After a disappointing performance in the side's 3–0 defeat to Portsmouth, McCarthy found the net on his debut at Ewood Park against Everton on 23 August 2006. McCarthy further endeared himself to Rovers fans, scoring a goal on his European debut for the club in a 2–2 against Red Bull Salzburg in the UEFA Cup, and scoring another in the return leg. He finished second top scorer in the Premier League in 2006–07 with 18 league goals, as well as 24 in all competitions.

The following season got off to a poor start for McCarthy when he was stretchered off in the Premier League opening day win against Middlesbrough. McCarthy was out of action for a few weeks and found first team opportunities limited, largely because the form of new striking arrival Roque Santa Cruz. Despite being limited to largely substitute appearances, McCarthy did find the net 11 times in all competitions.

In the 2008–09 season, McCarthy appeared to be out of favour with new manager Paul Ince, as the club's strike force was strengthened with the arrivals of Carlos Villanueva and Robbie Fowler to join the already established Roque Santa Cruz, Jason Roberts and Matt Derbyshire. However, McCarthy answered these critics by scoring his first goal of the campaign – a 94th-minute equaliser in a Premier League match against Middlesbrough.

In all competitions for Blackburn, McCarthy scored 52 goals in 140 matches.

> [GIVEN PROBLEM 1] According to the McCarthy passage, how many goals did he score for Blackburn in all competitions, and in how many matches?

[Records from a point labeling set]
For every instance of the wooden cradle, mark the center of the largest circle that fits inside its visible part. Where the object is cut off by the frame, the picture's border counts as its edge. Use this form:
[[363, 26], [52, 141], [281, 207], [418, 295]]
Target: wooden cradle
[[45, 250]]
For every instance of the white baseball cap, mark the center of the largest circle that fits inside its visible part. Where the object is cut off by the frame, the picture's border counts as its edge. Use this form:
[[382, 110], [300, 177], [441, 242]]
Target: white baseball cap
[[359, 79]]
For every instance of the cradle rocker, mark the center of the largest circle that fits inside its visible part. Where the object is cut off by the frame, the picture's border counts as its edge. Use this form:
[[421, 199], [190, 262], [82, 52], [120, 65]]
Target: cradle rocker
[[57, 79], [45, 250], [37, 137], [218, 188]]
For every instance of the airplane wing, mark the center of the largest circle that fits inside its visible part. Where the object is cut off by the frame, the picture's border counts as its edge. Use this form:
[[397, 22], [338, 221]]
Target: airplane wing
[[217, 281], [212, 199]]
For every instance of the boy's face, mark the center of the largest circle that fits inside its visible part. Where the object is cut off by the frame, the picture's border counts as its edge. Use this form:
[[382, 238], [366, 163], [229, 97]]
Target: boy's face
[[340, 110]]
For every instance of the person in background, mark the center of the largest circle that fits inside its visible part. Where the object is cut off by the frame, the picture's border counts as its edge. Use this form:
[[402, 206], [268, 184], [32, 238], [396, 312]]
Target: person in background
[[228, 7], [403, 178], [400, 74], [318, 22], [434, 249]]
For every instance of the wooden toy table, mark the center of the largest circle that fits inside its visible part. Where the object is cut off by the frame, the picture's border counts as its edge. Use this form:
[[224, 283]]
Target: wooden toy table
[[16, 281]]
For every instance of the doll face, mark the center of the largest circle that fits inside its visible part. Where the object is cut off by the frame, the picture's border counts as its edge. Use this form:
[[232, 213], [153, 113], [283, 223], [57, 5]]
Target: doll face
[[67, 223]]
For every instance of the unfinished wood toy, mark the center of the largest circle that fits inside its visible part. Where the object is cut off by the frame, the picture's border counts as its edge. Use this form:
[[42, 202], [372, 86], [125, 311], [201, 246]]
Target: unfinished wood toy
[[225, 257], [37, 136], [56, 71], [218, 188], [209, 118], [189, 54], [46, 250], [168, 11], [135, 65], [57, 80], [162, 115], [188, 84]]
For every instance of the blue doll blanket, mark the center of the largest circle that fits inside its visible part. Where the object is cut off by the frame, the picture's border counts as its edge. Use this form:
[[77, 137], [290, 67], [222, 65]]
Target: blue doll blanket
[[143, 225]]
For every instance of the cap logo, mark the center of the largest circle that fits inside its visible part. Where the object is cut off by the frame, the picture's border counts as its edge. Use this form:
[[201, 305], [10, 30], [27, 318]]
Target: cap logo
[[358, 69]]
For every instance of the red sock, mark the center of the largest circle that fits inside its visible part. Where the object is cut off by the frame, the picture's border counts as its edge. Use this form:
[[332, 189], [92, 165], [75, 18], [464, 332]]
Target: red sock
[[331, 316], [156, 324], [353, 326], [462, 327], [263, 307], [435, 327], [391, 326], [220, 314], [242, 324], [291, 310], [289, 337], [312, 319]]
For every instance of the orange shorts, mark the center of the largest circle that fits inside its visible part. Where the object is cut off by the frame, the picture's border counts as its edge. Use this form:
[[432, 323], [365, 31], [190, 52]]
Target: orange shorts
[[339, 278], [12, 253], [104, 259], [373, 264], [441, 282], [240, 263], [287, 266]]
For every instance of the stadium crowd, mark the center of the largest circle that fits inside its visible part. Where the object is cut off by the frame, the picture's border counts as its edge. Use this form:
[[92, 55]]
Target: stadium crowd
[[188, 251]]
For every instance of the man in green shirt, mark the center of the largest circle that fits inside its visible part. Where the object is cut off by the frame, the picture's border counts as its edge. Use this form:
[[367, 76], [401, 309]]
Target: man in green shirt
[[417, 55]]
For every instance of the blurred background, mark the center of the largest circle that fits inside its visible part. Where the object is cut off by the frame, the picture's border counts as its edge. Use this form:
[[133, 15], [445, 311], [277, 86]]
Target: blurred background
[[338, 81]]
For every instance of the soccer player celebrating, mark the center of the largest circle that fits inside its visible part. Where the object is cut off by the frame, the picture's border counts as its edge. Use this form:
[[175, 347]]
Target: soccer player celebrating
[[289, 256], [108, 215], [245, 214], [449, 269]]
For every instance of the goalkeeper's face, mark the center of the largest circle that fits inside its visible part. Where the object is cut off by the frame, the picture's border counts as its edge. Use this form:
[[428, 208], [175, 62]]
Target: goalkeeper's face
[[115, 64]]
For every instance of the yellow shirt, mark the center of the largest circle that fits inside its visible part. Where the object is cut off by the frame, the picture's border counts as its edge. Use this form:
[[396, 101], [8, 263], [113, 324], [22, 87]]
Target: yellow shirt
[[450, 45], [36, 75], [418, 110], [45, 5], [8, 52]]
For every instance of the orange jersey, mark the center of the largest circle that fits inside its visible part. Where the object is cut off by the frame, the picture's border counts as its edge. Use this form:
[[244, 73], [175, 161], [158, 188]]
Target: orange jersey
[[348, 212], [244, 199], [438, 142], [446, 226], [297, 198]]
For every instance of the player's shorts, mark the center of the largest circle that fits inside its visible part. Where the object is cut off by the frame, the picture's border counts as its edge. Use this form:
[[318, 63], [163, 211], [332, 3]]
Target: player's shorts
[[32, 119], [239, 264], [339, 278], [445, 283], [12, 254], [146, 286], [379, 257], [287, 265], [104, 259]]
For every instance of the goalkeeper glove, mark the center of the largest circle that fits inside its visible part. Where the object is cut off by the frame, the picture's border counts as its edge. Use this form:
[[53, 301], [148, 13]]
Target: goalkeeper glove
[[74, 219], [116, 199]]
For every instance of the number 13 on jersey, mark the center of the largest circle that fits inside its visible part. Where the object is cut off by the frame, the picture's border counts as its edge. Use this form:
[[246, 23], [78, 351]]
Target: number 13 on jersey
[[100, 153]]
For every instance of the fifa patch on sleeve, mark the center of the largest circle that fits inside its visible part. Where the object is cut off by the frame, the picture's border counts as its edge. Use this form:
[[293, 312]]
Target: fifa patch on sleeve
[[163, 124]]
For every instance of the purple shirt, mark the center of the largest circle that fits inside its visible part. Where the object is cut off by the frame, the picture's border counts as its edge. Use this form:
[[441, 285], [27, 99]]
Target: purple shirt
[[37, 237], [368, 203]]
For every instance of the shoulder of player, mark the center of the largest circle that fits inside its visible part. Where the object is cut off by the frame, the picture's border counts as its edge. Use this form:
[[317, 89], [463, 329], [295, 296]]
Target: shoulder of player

> [GIVEN PROBLEM 2] Format the entries as a numbered list with blank lines omitted, starting at the line that contains "For every instance of the shoulder" and ending at the end of the entries.

> [TASK RESPONSE 1] 52 goals in 140 matches.

> [TASK RESPONSE 2]
1. For every instance of the shoulder of player, mark the center of the largest circle that fits inside its visible part. Where the object is cut off by the frame, the picture's border counts as its edge. Use this form:
2. [[317, 89], [463, 329], [295, 296]]
3. Target: shoulder of player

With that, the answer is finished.